__Saved entries__.
== Segment start ==

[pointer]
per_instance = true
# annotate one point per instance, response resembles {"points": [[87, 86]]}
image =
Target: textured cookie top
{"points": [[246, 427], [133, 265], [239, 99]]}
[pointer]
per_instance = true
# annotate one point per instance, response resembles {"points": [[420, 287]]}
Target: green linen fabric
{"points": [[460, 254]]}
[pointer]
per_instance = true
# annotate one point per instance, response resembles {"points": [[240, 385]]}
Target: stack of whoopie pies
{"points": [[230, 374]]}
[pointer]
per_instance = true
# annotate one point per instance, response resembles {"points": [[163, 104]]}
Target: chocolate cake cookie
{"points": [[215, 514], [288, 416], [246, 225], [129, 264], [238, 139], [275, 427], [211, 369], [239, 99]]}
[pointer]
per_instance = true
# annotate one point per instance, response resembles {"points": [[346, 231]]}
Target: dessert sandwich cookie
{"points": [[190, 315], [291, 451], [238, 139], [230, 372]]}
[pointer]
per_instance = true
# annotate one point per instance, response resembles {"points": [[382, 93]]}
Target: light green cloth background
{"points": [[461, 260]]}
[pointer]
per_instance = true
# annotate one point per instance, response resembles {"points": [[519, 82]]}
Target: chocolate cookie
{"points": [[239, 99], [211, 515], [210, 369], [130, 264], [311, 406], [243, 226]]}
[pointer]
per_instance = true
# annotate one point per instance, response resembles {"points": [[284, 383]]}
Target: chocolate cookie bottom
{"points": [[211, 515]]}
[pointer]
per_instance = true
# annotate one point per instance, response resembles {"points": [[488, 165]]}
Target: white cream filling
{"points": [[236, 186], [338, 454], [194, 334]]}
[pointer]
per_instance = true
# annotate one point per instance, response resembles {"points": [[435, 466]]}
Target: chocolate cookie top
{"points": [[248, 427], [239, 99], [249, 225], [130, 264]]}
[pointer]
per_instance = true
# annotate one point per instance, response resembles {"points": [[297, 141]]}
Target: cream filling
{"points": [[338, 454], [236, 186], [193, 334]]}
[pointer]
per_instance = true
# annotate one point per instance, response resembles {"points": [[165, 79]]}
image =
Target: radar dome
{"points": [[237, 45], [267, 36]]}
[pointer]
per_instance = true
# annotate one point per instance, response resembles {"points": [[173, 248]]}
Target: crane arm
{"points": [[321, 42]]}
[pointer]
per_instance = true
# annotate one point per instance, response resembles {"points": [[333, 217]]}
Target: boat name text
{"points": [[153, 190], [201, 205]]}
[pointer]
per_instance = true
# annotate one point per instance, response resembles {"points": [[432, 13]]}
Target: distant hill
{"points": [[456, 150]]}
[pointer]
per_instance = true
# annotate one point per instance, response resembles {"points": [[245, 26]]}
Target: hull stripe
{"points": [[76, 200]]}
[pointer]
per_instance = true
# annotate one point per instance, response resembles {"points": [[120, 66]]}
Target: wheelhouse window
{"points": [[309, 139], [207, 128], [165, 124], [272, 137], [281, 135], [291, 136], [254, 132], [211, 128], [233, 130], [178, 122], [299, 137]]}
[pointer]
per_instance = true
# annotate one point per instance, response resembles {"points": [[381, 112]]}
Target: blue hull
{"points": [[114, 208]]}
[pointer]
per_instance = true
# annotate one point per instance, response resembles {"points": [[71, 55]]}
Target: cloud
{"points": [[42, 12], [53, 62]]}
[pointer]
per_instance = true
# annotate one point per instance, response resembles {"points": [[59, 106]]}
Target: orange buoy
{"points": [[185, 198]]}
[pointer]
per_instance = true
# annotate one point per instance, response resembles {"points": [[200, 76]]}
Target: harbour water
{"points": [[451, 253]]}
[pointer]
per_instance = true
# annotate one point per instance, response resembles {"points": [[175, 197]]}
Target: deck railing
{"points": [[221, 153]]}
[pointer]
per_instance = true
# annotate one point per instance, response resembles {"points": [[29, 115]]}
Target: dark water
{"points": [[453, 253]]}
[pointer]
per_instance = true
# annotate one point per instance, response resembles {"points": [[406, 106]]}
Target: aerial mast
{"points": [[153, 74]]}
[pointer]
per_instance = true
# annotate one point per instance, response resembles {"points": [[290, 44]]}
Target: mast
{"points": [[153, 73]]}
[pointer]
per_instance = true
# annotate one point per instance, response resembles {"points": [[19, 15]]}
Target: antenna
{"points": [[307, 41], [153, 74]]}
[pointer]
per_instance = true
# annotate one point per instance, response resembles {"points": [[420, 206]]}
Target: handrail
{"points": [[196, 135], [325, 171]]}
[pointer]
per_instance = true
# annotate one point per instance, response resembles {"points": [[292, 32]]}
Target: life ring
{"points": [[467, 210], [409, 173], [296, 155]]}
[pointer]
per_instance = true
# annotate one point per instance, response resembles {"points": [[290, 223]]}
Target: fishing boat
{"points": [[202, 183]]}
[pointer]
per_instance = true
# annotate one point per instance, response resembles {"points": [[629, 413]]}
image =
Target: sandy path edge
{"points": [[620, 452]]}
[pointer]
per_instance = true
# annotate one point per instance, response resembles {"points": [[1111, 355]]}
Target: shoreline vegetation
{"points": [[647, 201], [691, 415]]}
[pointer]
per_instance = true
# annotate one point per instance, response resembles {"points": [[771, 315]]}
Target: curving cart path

== Segment end ==

__Task objective__. Write out every entry exactly as it appears.

__Exercise output__.
[pointer]
per_instance = true
# annotate one point per instance, response resembles {"points": [[87, 86]]}
image =
Target: textured cookie top
{"points": [[246, 427], [133, 265], [239, 99]]}
[pointer]
per_instance = true
# annotate one point per instance, response resembles {"points": [[420, 287]]}
Target: green linen fabric
{"points": [[460, 254]]}
[pointer]
per_instance = true
# annotate one point per instance, response resembles {"points": [[240, 385]]}
Target: stack of whoopie pies
{"points": [[230, 374]]}
[pointer]
per_instance = true
# annotate one point per instance, response resembles {"points": [[163, 104]]}
Target: chocolate cake cookie
{"points": [[215, 514], [288, 416], [246, 225], [129, 264], [238, 139], [275, 427], [211, 369], [239, 99]]}
[pointer]
per_instance = true
# annotate one point per instance, response resembles {"points": [[346, 231]]}
Target: dessert sandwich cookie
{"points": [[190, 315], [291, 451], [238, 139], [230, 372]]}
[pointer]
per_instance = true
# annotate one point per instance, response resembles {"points": [[382, 93]]}
Target: light green cloth background
{"points": [[461, 260]]}
[pointer]
per_instance = true
# annotate one point per instance, response resembles {"points": [[519, 82]]}
Target: chocolate cookie
{"points": [[239, 99], [211, 515], [210, 369], [130, 264], [311, 406], [243, 226]]}
[pointer]
per_instance = true
# annotate one point per instance, response resembles {"points": [[284, 383]]}
Target: chocolate cookie bottom
{"points": [[211, 515]]}
[pointer]
per_instance = true
# annotate one point per instance, response resembles {"points": [[488, 165]]}
Target: white cream filling
{"points": [[236, 186], [338, 454], [194, 334]]}
[pointer]
per_instance = true
# annotate one point per instance, response resembles {"points": [[435, 466]]}
Target: chocolate cookie top
{"points": [[248, 427], [239, 99], [249, 225], [130, 264]]}
[pointer]
per_instance = true
# annotate one point per instance, response resembles {"points": [[297, 141]]}
Target: cream filling
{"points": [[338, 454], [236, 186], [193, 334]]}
[pointer]
per_instance = true
# annotate one point per instance, response resembles {"points": [[165, 79]]}
image =
Target: radar dome
{"points": [[237, 45], [267, 36]]}
[pointer]
per_instance = true
# annotate one point per instance, response resembles {"points": [[173, 248]]}
Target: crane arm
{"points": [[321, 42]]}
[pointer]
per_instance = true
# annotate one point per instance, response resembles {"points": [[333, 217]]}
Target: boat name text
{"points": [[153, 190], [201, 205]]}
[pointer]
per_instance = true
# annotate one point per instance, response resembles {"points": [[432, 13]]}
Target: distant hill
{"points": [[456, 150]]}
[pointer]
per_instance = true
# annotate one point per instance, response resembles {"points": [[245, 26]]}
Target: hull stripe
{"points": [[76, 200]]}
[pointer]
per_instance = true
# annotate one point per instance, response resembles {"points": [[120, 66]]}
Target: wheelhouse window
{"points": [[309, 139], [207, 128], [165, 124], [272, 137], [281, 135], [291, 136], [254, 132], [211, 128], [233, 130], [178, 122], [299, 137]]}
[pointer]
per_instance = true
# annotate one point per instance, response resembles {"points": [[381, 112]]}
Target: blue hull
{"points": [[114, 208]]}
[pointer]
per_instance = true
# annotate one point per instance, response resembles {"points": [[71, 55]]}
Target: cloud
{"points": [[42, 12], [53, 62]]}
[pointer]
per_instance = true
# annotate one point per instance, response resembles {"points": [[59, 106]]}
Target: orange buoy
{"points": [[185, 198]]}
[pointer]
per_instance = true
# annotate one point per instance, response resembles {"points": [[200, 76]]}
Target: harbour water
{"points": [[451, 253]]}
[pointer]
per_instance = true
# annotate one point per instance, response resembles {"points": [[175, 197]]}
Target: deck railing
{"points": [[221, 153]]}
[pointer]
per_instance = true
# annotate one point per instance, response resembles {"points": [[29, 115]]}
Target: dark water
{"points": [[453, 253]]}
[pointer]
per_instance = true
# annotate one point per instance, response resembles {"points": [[406, 106]]}
Target: aerial mast
{"points": [[153, 74]]}
[pointer]
per_instance = true
# annotate one point per instance, response resembles {"points": [[290, 44]]}
Target: mast
{"points": [[153, 73]]}
[pointer]
per_instance = true
# annotate one point per instance, response resembles {"points": [[19, 15]]}
Target: antenna
{"points": [[307, 41], [153, 74]]}
[pointer]
per_instance = true
# annotate one point per instance, response resembles {"points": [[420, 206]]}
Target: handrail
{"points": [[196, 135], [325, 171]]}
[pointer]
per_instance = true
# annotate one point per instance, response resembles {"points": [[292, 32]]}
Target: life ring
{"points": [[467, 210], [409, 173], [296, 155]]}
[pointer]
per_instance = true
# annotate one point per instance, response resembles {"points": [[290, 223]]}
Target: fishing boat
{"points": [[202, 183]]}
[pointer]
per_instance = true
# annotate one point per instance, response resembles {"points": [[629, 413]]}
image =
Target: sandy path edge
{"points": [[620, 452]]}
[pointer]
per_instance = true
# annotate one point per instance, response resembles {"points": [[1111, 355]]}
Target: shoreline vegetation
{"points": [[647, 201], [691, 415]]}
[pointer]
per_instance = true
# annotate one point per instance, response resembles {"points": [[771, 315]]}
Target: curving cart path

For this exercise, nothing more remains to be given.